**PROBLEM**.
Hunt through the lines below for the string "plate" and copy each one that has it.

Stored records
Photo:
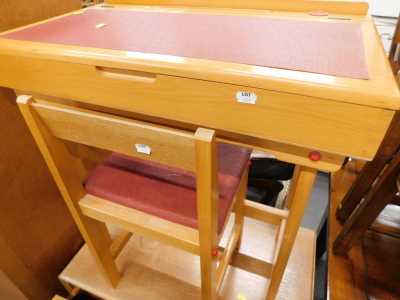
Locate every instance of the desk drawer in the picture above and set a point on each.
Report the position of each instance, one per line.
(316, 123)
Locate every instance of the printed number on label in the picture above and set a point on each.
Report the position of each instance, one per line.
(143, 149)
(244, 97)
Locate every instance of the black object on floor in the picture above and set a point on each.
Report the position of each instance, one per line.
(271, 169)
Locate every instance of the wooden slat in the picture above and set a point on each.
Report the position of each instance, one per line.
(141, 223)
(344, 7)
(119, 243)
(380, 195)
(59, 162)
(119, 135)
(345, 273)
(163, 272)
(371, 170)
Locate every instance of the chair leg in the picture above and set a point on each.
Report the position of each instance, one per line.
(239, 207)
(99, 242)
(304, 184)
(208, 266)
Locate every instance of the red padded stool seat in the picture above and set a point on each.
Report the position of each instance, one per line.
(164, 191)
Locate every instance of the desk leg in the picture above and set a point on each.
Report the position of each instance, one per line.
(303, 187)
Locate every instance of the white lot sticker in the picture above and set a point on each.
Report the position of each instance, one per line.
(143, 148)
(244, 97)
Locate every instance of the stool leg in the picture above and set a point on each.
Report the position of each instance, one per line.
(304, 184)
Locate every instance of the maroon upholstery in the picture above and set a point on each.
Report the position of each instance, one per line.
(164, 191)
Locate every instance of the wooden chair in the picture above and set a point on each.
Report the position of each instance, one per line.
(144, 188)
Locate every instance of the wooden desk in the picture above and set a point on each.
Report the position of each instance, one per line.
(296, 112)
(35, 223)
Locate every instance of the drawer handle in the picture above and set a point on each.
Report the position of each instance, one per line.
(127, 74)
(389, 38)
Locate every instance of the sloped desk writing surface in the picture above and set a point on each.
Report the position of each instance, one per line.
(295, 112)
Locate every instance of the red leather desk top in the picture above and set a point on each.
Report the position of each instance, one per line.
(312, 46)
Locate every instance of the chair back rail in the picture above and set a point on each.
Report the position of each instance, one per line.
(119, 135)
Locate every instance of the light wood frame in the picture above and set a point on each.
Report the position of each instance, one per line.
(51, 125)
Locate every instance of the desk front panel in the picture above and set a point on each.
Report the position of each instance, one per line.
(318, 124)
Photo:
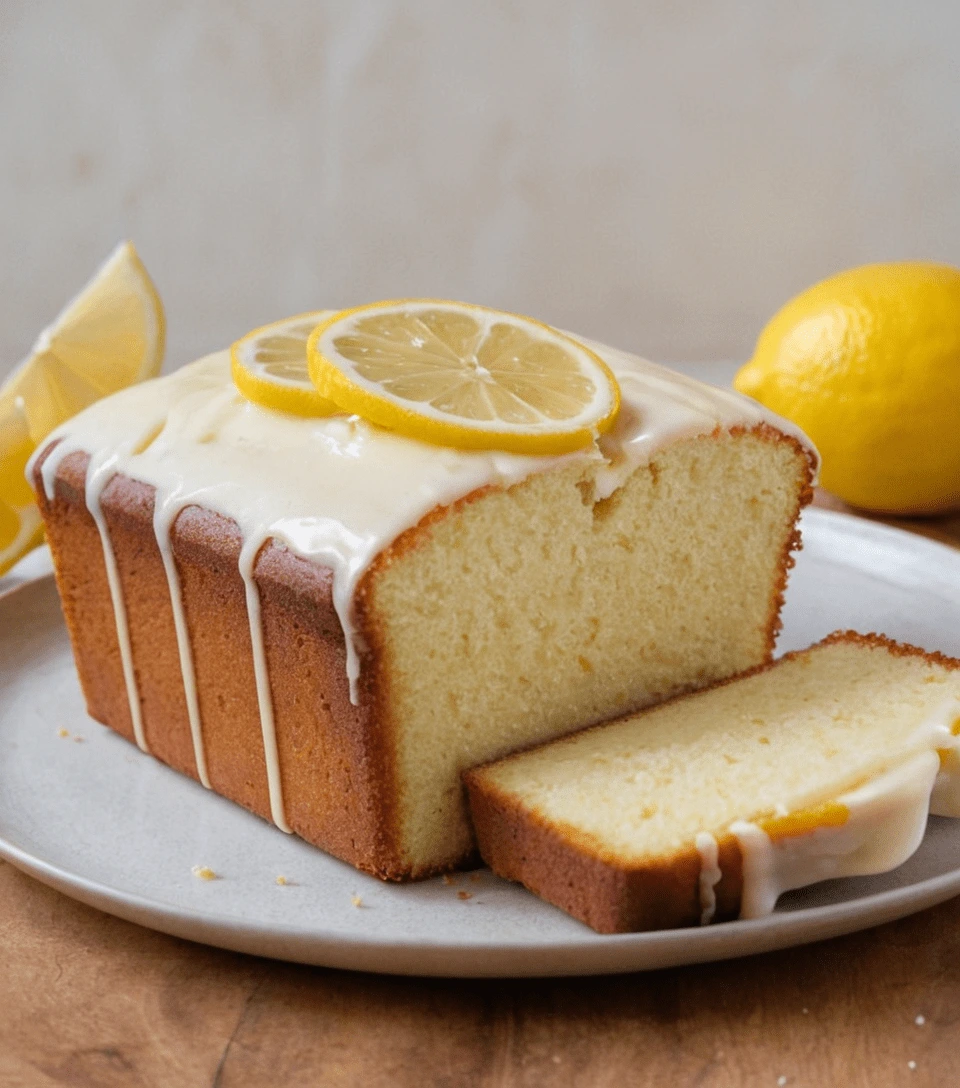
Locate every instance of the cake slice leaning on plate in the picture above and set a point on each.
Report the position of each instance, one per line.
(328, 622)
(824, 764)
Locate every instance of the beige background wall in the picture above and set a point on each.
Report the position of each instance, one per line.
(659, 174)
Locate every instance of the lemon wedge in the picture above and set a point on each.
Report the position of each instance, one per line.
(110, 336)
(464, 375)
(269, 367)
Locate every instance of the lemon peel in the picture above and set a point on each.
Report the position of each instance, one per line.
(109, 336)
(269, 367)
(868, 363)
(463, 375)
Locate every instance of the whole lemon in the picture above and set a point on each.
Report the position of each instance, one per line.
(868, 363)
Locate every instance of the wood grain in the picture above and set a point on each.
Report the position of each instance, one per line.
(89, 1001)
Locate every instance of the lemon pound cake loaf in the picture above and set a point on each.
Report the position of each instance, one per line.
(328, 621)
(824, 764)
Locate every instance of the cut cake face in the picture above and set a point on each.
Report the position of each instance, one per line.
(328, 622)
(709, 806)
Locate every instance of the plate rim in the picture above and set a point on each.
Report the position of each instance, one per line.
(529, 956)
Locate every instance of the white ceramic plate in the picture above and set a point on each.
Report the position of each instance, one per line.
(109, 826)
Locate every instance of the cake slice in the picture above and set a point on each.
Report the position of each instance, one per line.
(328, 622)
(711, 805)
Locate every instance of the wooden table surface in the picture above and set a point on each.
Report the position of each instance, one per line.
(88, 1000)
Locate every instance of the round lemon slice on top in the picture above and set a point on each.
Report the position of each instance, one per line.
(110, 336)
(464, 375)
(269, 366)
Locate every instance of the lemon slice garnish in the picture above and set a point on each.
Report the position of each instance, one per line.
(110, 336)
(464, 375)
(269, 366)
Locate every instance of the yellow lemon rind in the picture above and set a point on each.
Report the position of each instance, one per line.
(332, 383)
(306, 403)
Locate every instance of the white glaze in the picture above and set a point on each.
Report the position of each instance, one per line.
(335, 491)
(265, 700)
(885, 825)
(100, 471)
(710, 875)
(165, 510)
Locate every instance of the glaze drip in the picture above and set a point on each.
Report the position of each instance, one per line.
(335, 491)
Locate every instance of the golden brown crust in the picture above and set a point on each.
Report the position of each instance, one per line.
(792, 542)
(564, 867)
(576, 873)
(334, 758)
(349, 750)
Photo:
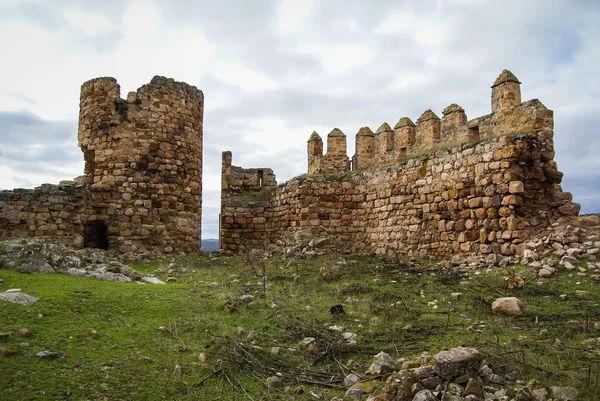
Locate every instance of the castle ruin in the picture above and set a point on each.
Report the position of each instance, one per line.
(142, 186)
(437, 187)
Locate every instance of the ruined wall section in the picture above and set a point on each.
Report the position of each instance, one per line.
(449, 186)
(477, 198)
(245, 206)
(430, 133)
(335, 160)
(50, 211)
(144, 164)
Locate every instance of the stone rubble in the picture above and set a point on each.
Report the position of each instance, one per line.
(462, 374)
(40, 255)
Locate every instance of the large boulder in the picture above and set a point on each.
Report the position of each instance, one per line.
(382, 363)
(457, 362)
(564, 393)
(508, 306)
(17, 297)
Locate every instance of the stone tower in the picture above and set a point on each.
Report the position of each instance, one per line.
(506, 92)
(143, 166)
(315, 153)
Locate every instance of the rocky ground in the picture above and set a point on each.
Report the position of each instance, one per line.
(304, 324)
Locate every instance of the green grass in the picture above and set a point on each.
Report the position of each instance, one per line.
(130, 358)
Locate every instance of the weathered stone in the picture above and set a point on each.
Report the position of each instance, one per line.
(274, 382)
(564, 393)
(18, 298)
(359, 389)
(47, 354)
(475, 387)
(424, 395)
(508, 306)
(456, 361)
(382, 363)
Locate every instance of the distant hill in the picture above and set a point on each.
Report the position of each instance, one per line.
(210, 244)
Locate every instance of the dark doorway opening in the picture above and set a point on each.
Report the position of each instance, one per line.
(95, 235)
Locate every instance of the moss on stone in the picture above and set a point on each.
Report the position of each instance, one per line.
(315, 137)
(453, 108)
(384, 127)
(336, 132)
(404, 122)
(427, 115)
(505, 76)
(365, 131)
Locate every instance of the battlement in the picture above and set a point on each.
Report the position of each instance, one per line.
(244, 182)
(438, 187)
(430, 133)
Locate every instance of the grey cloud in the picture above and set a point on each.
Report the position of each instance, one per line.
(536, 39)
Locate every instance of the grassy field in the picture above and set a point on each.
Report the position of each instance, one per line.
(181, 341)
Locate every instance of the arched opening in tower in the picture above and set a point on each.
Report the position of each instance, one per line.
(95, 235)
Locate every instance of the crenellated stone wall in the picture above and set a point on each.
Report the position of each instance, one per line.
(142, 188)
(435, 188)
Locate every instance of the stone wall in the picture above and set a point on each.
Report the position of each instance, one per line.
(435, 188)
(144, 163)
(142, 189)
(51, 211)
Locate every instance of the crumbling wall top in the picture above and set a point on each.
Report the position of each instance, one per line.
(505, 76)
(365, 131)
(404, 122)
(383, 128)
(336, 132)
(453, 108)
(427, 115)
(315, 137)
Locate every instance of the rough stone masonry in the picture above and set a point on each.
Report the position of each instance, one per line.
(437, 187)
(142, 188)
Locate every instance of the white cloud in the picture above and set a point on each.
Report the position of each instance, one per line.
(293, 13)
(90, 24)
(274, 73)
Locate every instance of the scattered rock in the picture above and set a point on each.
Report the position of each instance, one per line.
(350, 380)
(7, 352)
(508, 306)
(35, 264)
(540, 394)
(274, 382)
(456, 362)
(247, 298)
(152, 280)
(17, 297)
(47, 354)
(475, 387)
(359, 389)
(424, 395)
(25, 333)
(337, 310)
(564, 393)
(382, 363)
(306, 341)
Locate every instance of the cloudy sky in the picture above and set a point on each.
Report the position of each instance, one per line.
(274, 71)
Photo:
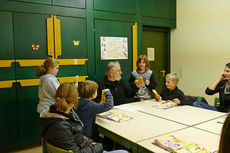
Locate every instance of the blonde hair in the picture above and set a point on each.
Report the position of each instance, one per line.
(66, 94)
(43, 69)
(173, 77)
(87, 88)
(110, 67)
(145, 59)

**WRITTEN RESPONSE**.
Locate every instance of the cake slice leaning on plate in the picture above and set a point on each.
Locate every instance of the plate rim in the picture above and set a point on each.
Locate every instance of the white ceramic plate in the picture above and set a point on each.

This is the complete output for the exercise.